(Beginning of DATASET EXTRACT)

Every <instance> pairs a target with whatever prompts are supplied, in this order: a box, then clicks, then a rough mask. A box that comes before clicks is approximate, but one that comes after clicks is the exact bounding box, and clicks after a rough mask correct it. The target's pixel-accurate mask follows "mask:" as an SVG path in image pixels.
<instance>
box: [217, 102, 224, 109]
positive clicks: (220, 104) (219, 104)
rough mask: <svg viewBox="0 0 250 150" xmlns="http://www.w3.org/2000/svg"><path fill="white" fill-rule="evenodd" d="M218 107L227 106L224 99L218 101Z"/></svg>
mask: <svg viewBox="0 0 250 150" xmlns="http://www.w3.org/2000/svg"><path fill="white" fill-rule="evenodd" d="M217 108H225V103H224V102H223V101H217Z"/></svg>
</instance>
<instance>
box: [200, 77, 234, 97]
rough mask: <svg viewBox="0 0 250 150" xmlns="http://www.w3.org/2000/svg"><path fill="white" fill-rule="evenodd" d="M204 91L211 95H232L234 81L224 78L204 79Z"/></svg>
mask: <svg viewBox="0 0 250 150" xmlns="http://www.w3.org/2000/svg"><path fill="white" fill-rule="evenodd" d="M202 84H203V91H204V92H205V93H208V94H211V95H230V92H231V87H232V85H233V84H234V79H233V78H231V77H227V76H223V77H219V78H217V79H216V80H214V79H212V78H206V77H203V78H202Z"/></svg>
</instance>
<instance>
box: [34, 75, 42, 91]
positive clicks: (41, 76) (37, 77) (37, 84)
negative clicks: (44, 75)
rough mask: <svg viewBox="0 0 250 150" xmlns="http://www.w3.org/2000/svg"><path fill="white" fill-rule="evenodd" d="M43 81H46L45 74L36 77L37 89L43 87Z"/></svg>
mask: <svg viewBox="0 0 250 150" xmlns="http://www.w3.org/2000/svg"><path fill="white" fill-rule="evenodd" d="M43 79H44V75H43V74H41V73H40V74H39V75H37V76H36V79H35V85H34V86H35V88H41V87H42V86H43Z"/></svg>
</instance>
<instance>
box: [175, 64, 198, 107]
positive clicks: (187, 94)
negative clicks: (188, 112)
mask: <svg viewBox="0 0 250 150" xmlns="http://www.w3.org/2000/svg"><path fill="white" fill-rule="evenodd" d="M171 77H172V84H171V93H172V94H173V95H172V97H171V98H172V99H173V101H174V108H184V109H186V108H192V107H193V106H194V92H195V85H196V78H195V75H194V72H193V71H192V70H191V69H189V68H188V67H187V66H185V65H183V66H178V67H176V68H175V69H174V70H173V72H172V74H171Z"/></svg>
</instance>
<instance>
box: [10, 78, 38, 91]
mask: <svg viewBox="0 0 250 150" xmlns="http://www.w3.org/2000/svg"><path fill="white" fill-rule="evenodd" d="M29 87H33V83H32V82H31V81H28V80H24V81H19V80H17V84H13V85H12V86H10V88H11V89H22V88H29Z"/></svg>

(End of DATASET EXTRACT)

• TASK INSTRUCTIONS: From the entries above, list each line with "positive" in it.

• SOLUTION TO THIS PROBLEM:
positive clicks: (220, 104) (219, 104)
positive clicks: (41, 76) (37, 77) (37, 84)
positive clicks: (187, 94)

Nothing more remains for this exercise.